** Page excerpt **
The proof is by induction on the dimension d. Let \(G\left( x\right) =g\left( x\right) \chi _{S_{d}}\left( x\right) \).

Case \( d=1\). This case is covered by Lemma 16. Here we reinterpret the result using the formalism of the cones \({\mathcal {Q}}(\theta )\). We have \({\mathcal {F}}^{\left( 1\right) }=\{{\mathcal {B}}\}\) where \({\mathcal {B}}=\{1\}\) and \(\Theta _{1}=\left\{ \{0\},\,{\mathbb {R}}\right\} \).

\(\bullet \ \theta ={\mathbb {R}}\). We have \({\mathcal {Q}} (\theta )=\{0\}\), and

$$\begin{aligned} \widehat{G}(0)=\int _{0}^{1}g(x)dx, \end{aligned}$$

so that

$$\begin{aligned} \left\langle \alpha \left( {\mathbb {R}},V,j\right) ,g\right\rangle =\left\{ \begin{array}{ll} \int _{0}^{1}g(x)dx &{} j=0,V=1,\\ 0 &{} \text {otherwise,} \end{array} \right. \end{aligned}$$

and the remainder \({\mathcal {R}}_{{\mathbb {R}},w}(g,0)=0\) for every w.

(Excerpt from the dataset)
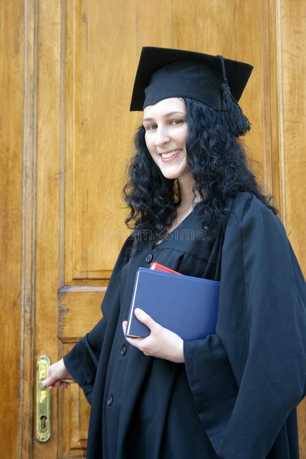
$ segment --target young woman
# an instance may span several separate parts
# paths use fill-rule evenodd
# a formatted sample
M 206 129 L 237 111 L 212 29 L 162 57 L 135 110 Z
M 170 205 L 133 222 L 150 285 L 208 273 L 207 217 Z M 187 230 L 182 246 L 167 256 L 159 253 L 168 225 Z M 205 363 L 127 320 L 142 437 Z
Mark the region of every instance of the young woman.
M 143 110 L 143 124 L 124 189 L 135 230 L 103 318 L 44 382 L 73 377 L 83 388 L 90 459 L 298 457 L 305 283 L 239 140 L 250 124 L 237 100 L 251 69 L 143 49 L 131 110 Z M 152 261 L 220 281 L 215 334 L 184 341 L 144 304 L 135 314 L 149 336 L 124 337 L 136 272 Z

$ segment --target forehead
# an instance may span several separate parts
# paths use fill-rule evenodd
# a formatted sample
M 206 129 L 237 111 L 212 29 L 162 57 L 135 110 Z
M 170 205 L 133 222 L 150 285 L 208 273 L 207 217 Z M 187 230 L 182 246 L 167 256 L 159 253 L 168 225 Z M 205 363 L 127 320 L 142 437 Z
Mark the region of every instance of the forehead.
M 147 105 L 143 110 L 143 117 L 152 118 L 157 116 L 164 116 L 175 112 L 186 113 L 186 106 L 183 99 L 171 97 L 163 99 L 154 105 Z

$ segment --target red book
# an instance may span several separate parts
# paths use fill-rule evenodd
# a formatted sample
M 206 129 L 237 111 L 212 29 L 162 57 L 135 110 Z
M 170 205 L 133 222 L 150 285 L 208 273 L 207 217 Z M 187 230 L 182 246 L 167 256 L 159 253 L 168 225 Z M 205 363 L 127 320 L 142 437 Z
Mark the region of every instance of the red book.
M 165 271 L 166 272 L 173 272 L 174 274 L 180 274 L 182 276 L 184 275 L 181 272 L 177 272 L 177 271 L 174 271 L 173 269 L 170 269 L 170 268 L 164 266 L 164 265 L 161 265 L 160 263 L 158 263 L 156 262 L 153 262 L 152 263 L 151 263 L 150 265 L 150 269 L 156 269 L 157 271 Z

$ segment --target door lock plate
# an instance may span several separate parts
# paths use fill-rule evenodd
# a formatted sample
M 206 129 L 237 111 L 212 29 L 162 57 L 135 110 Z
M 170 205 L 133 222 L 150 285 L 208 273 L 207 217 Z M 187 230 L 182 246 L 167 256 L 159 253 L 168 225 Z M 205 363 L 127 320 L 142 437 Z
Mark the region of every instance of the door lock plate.
M 36 438 L 39 442 L 46 442 L 51 435 L 50 389 L 43 387 L 41 382 L 48 376 L 50 359 L 47 355 L 40 355 L 36 365 Z

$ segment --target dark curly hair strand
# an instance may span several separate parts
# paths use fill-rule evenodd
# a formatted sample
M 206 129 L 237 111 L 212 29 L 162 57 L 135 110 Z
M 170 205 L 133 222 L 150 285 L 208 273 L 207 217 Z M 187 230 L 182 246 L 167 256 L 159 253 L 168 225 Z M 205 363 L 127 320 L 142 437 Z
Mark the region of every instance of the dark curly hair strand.
M 201 198 L 194 212 L 202 230 L 216 232 L 231 211 L 233 199 L 243 191 L 254 194 L 277 214 L 270 203 L 271 197 L 262 193 L 250 170 L 240 141 L 230 132 L 223 112 L 193 99 L 184 100 L 188 126 L 187 163 L 195 181 L 195 196 L 198 193 Z M 137 152 L 131 160 L 124 188 L 131 209 L 125 223 L 137 227 L 139 234 L 149 231 L 155 239 L 167 233 L 176 217 L 180 188 L 177 181 L 164 177 L 152 159 L 145 133 L 141 126 L 135 137 Z

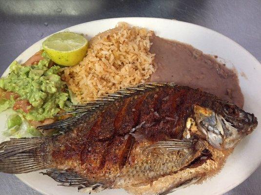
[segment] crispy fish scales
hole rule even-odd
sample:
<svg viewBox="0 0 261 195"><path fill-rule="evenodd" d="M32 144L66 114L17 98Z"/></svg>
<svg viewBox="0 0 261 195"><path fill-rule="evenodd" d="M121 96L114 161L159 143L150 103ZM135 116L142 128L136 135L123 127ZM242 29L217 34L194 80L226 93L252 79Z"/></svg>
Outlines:
<svg viewBox="0 0 261 195"><path fill-rule="evenodd" d="M257 126L253 114L188 87L130 87L41 126L51 137L0 145L0 171L44 173L88 193L124 188L165 195L218 173L237 144Z"/></svg>

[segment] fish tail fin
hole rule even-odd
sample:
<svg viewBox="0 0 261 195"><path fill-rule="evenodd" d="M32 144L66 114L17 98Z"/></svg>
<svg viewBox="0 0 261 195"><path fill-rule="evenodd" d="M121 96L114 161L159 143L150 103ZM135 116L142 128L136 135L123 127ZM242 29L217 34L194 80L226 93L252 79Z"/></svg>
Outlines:
<svg viewBox="0 0 261 195"><path fill-rule="evenodd" d="M0 144L0 172L13 174L48 168L49 137L11 138Z"/></svg>

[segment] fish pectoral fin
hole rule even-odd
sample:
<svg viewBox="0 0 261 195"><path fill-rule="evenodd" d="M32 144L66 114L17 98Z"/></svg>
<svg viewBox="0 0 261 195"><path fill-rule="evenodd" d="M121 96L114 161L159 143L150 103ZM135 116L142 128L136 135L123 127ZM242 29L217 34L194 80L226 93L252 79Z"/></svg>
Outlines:
<svg viewBox="0 0 261 195"><path fill-rule="evenodd" d="M171 187L167 189L167 190L165 191L164 192L159 194L159 195L166 195L169 193L172 193L175 191L176 191L177 190L181 189L182 188L185 188L191 185L194 184L196 183L197 183L198 181L200 180L200 179L201 178L200 177L194 177L191 179L189 179L188 180L187 180L181 184L180 184L179 186L175 187Z"/></svg>
<svg viewBox="0 0 261 195"><path fill-rule="evenodd" d="M70 170L60 170L55 169L47 171L46 173L40 173L47 175L55 181L61 183L60 185L78 187L80 192L99 192L105 189L102 184L90 181L87 177L80 176L77 173Z"/></svg>
<svg viewBox="0 0 261 195"><path fill-rule="evenodd" d="M166 152L172 152L175 150L183 150L190 148L192 142L176 139L169 139L166 141L160 141L152 144L146 148L146 151L152 152L155 149L159 149ZM161 152L163 152L161 150Z"/></svg>
<svg viewBox="0 0 261 195"><path fill-rule="evenodd" d="M97 183L90 187L79 187L78 191L79 192L83 192L90 194L100 192L105 189L106 188L104 188L102 184L100 183Z"/></svg>

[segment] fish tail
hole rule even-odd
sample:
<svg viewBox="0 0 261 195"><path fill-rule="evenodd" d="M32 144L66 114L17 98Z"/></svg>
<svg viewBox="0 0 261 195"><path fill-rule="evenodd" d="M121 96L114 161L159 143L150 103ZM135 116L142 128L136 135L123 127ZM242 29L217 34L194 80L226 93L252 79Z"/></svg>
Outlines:
<svg viewBox="0 0 261 195"><path fill-rule="evenodd" d="M48 168L49 137L11 138L0 144L0 172L13 174Z"/></svg>

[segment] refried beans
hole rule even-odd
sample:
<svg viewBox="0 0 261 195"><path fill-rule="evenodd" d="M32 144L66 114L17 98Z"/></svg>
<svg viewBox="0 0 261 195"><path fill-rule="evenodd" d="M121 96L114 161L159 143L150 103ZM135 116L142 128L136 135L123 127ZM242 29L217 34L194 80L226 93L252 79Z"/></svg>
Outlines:
<svg viewBox="0 0 261 195"><path fill-rule="evenodd" d="M244 98L237 74L191 45L155 35L150 52L156 54L152 81L173 82L214 94L242 108Z"/></svg>

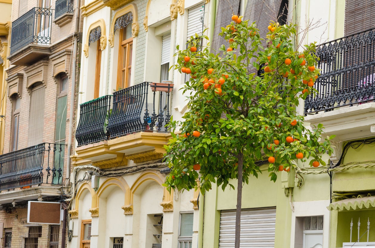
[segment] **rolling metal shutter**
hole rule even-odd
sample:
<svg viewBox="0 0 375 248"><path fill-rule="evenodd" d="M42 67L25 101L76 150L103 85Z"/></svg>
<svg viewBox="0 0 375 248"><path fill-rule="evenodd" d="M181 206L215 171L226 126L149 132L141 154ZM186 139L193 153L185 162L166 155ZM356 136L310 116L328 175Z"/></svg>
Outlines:
<svg viewBox="0 0 375 248"><path fill-rule="evenodd" d="M43 142L45 94L45 88L43 85L32 90L28 118L28 146L40 144Z"/></svg>
<svg viewBox="0 0 375 248"><path fill-rule="evenodd" d="M240 246L273 248L276 221L276 208L242 210ZM219 248L234 247L235 224L236 210L221 211Z"/></svg>
<svg viewBox="0 0 375 248"><path fill-rule="evenodd" d="M169 63L170 54L171 52L171 34L163 36L162 42L161 64Z"/></svg>
<svg viewBox="0 0 375 248"><path fill-rule="evenodd" d="M203 31L202 24L204 13L204 6L201 3L188 10L187 39L194 36L195 33L201 34Z"/></svg>

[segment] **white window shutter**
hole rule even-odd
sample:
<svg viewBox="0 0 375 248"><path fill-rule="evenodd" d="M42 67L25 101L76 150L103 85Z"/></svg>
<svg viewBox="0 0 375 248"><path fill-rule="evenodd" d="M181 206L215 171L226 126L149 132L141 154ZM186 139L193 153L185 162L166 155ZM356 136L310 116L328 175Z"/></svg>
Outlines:
<svg viewBox="0 0 375 248"><path fill-rule="evenodd" d="M162 42L162 61L161 64L169 62L171 52L171 34L163 36Z"/></svg>

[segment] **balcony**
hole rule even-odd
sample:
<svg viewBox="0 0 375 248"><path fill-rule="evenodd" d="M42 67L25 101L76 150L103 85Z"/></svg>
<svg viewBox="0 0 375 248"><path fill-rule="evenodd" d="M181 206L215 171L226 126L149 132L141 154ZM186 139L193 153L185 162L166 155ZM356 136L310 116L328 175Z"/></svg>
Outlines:
<svg viewBox="0 0 375 248"><path fill-rule="evenodd" d="M74 10L73 0L57 0L55 8L55 20L54 22L58 26L62 26L72 20Z"/></svg>
<svg viewBox="0 0 375 248"><path fill-rule="evenodd" d="M304 102L305 120L348 140L375 135L375 30L318 47L318 93Z"/></svg>
<svg viewBox="0 0 375 248"><path fill-rule="evenodd" d="M42 143L0 155L0 204L61 194L66 146Z"/></svg>
<svg viewBox="0 0 375 248"><path fill-rule="evenodd" d="M34 7L12 22L11 63L27 66L51 54L52 10Z"/></svg>
<svg viewBox="0 0 375 248"><path fill-rule="evenodd" d="M136 163L162 157L173 85L162 85L143 82L81 104L78 158L116 164L124 156Z"/></svg>

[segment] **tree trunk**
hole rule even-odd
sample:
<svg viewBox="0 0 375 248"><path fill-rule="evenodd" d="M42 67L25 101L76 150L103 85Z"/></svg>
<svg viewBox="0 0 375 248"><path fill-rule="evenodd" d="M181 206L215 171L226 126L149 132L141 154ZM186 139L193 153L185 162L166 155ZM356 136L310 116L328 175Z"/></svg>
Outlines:
<svg viewBox="0 0 375 248"><path fill-rule="evenodd" d="M242 172L243 170L243 154L238 154L238 182L237 184L237 205L236 212L236 238L234 248L240 248L241 232L241 206L242 204Z"/></svg>

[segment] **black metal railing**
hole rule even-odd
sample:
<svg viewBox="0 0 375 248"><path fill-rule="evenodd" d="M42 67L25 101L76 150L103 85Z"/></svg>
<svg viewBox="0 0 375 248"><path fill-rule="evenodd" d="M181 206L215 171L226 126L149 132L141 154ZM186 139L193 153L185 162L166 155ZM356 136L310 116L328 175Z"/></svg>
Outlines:
<svg viewBox="0 0 375 248"><path fill-rule="evenodd" d="M67 13L73 13L73 0L57 0L55 8L55 19Z"/></svg>
<svg viewBox="0 0 375 248"><path fill-rule="evenodd" d="M375 96L375 29L318 46L321 75L308 96L305 114L327 111L374 101Z"/></svg>
<svg viewBox="0 0 375 248"><path fill-rule="evenodd" d="M31 43L51 43L52 10L33 8L12 23L10 54Z"/></svg>
<svg viewBox="0 0 375 248"><path fill-rule="evenodd" d="M105 96L80 105L80 121L75 134L78 146L107 139L111 97Z"/></svg>
<svg viewBox="0 0 375 248"><path fill-rule="evenodd" d="M44 143L0 155L0 191L61 184L66 146Z"/></svg>

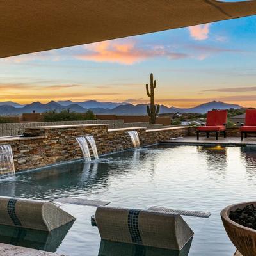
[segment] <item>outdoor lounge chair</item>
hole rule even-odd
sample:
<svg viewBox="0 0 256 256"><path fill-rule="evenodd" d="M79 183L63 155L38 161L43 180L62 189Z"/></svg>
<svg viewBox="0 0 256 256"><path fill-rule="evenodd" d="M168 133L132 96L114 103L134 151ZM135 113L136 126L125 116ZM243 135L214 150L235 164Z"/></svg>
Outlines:
<svg viewBox="0 0 256 256"><path fill-rule="evenodd" d="M228 112L227 110L213 110L208 111L206 118L206 125L197 127L196 137L199 140L200 133L206 133L207 138L210 133L214 132L216 139L220 135L220 132L223 133L224 138L226 138L226 122Z"/></svg>
<svg viewBox="0 0 256 256"><path fill-rule="evenodd" d="M241 124L241 140L243 140L243 134L244 138L246 138L247 134L256 133L256 109L246 109L244 125Z"/></svg>

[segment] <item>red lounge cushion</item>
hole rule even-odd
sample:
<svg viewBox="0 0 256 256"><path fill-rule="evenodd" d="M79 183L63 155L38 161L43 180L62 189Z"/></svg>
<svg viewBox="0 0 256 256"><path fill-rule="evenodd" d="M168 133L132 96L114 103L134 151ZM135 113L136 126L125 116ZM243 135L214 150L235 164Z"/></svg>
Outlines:
<svg viewBox="0 0 256 256"><path fill-rule="evenodd" d="M224 125L207 125L207 126L199 126L197 129L200 131L214 131L219 132L225 131Z"/></svg>
<svg viewBox="0 0 256 256"><path fill-rule="evenodd" d="M246 109L244 125L256 126L256 109Z"/></svg>
<svg viewBox="0 0 256 256"><path fill-rule="evenodd" d="M241 132L256 132L256 126L242 126L240 131Z"/></svg>
<svg viewBox="0 0 256 256"><path fill-rule="evenodd" d="M227 110L212 110L208 111L206 126L223 125L227 123L228 111Z"/></svg>

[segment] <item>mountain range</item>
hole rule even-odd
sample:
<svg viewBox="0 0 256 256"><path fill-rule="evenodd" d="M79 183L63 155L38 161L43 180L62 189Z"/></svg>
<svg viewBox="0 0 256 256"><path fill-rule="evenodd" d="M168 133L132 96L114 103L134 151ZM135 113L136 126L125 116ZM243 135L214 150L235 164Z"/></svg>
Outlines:
<svg viewBox="0 0 256 256"><path fill-rule="evenodd" d="M95 114L145 115L147 115L146 106L147 104L145 104L133 105L127 102L100 102L96 100L83 102L74 102L71 100L51 101L46 104L36 102L26 105L8 101L0 102L0 115L17 115L23 113L31 113L33 111L37 113L44 113L49 110L60 111L61 109L70 109L78 113L84 113L90 109ZM159 113L205 113L212 109L227 109L231 108L238 109L242 107L239 105L224 103L220 101L212 101L189 108L179 108L161 105Z"/></svg>

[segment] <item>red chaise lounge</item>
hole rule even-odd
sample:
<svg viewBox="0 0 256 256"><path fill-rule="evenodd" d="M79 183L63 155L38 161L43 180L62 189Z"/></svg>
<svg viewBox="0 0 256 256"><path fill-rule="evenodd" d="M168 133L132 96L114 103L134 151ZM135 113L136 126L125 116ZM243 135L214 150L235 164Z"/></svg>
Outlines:
<svg viewBox="0 0 256 256"><path fill-rule="evenodd" d="M218 140L220 132L222 132L224 138L226 138L226 123L228 116L227 110L212 110L208 111L206 118L205 126L199 126L197 127L196 137L199 140L200 133L206 133L207 138L210 133L214 132L216 139Z"/></svg>
<svg viewBox="0 0 256 256"><path fill-rule="evenodd" d="M240 127L241 140L243 136L247 138L248 133L256 133L256 109L246 109L245 111L244 124Z"/></svg>

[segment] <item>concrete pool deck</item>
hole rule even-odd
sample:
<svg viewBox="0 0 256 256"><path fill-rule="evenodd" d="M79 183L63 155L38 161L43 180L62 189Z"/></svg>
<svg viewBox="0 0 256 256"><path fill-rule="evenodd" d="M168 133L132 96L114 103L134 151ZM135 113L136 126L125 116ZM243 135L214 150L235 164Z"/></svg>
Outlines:
<svg viewBox="0 0 256 256"><path fill-rule="evenodd" d="M256 138L249 137L241 141L240 137L219 137L219 140L216 140L215 137L206 138L202 136L198 140L196 136L186 136L183 138L177 138L160 141L164 144L175 144L175 145L235 145L235 146L256 146Z"/></svg>
<svg viewBox="0 0 256 256"><path fill-rule="evenodd" d="M63 254L31 249L26 247L17 246L0 243L1 256L65 256Z"/></svg>

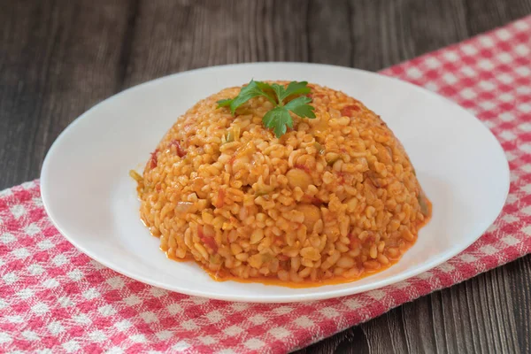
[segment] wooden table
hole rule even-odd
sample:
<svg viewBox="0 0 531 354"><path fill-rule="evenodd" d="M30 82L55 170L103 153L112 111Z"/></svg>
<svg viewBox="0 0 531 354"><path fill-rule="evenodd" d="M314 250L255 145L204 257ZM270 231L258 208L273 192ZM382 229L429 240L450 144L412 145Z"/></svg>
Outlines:
<svg viewBox="0 0 531 354"><path fill-rule="evenodd" d="M106 97L172 73L303 61L377 71L531 13L531 0L0 0L0 189ZM531 256L301 352L531 352Z"/></svg>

** Exercises to complete **
**A.** Rewrite the records from their start through the line containing "M 143 110 L", changing "young woman" to "teenage girl" and keeping everything else the same. Omit the pictures.
**B.** Write the next part of the proof by induction on the dimension d, beginning right after its last sentence.

** Results by task **
**A.**
$ segment --target teenage girl
# an instance may span several separate parts
# paths use fill-rule evenodd
# a formatted sample
M 206 129 L 237 111 L 212 29 L 162 57 L 135 110 Z
M 170 205 L 133 222 L 150 285 L 208 273 L 207 217 Z M 187 230 L 182 246 L 167 256 L 159 253 L 168 225 Z M 205 363 L 127 320 L 142 437 Z
Mark the region of every instance of the teenage girl.
M 143 110 L 143 124 L 124 189 L 135 230 L 103 318 L 44 382 L 73 377 L 83 388 L 90 459 L 298 457 L 305 283 L 239 140 L 250 124 L 237 100 L 251 69 L 143 49 L 131 110 Z M 152 261 L 220 281 L 215 334 L 184 341 L 144 304 L 135 314 L 149 336 L 124 337 L 136 272 Z

**B.**
\(\bullet \ \theta =\{0\}\). We have \({\mathcal {Q}}(\theta )=\left\{ \xi \in {\mathbb {R}},\text { }\xi \ne 0\right\} \). In this case, by Lemma 16,

$$\begin{aligned} \int _{0}^{1}g(x)e^{-2\pi ix\xi }dx&=\sum _{j=0}^{w}\frac{\dfrac{d^{j} g}{dx^{j}}(0)-e^{-2\pi i\xi }\dfrac{d^{j}g}{dx^{j}}(1)}{(2\pi i\xi )^{j+1}}\\&\quad +(2\pi i\xi )^{-w-1}\int _{0}^{1}\dfrac{d^{w+1}g}{dx^{w+1}}(x)e^{-2\pi ix\xi }dx. \end{aligned}$$

It follows that

$$\begin{aligned} \left\langle \alpha \left( \{0\},1,j\right) ,g\right\rangle&=\dfrac{d^{j}g}{dx^{j}}(0),\\ \left\langle \alpha \left( \{0\},2,j\right) ,g\right\rangle&=-\dfrac{d^{j}g}{dx^{j}}(1). \end{aligned}$$

Moreover the remainder evaluated at the lattice points \(\xi =\tau n\) is

$$\begin{aligned} {\mathcal {R}}_{\{0\},w}(g,\tau n)=(2\pi i\tau n)^{-w-1}\int _{0}^{1} \dfrac{d^{w+1}g}{dx^{w+1}}(x)e^{-2\pi i\tau nx}dx \end{aligned}$$

Hence for every \(w\geqslant 1\),

$$\begin{aligned}&\left| \sum _{n\in {\mathbb {Z}}}{\mathcal {R}}_{\{0\},w}(g,\tau n)\chi _{{\mathcal {Q}}(\{0\})}(\tau n)e^{2\pi inx}\right| =\left| \sum _{n\ne 0}{\mathcal {R}}_{\{0\},w}(g,\tau n)e^{2\pi inx}\right| \\&\quad \leqslant (2\pi \tau )^{-w-1}\left\{ \sum _{n\ne 0}|n|^{-w-1}\right\} \sup _{x\in [0,1]}\left| \dfrac{d^{w+1}g}{dx^{w+1}}(x)\right| \\&\quad \leqslant (2\pi \tau )^{-w-1}\frac{\pi ^{2}}{3}\sup _{x\in [0,1]}\left| \dfrac{d^{w+1}g}{dx^{w+1}}(x)\right| . \end{aligned}$$

Case \( d\geqslant 2\). Assume that the theorem holds in dimension \(d-1\). Fix \(\theta \in \Theta _{d}\). Observe that the vector \(e_{d}=(0,\ldots ,0,1)\) belongs to at least one (actually all) bases in \({\mathcal {F}}^{\left( d\right) }\).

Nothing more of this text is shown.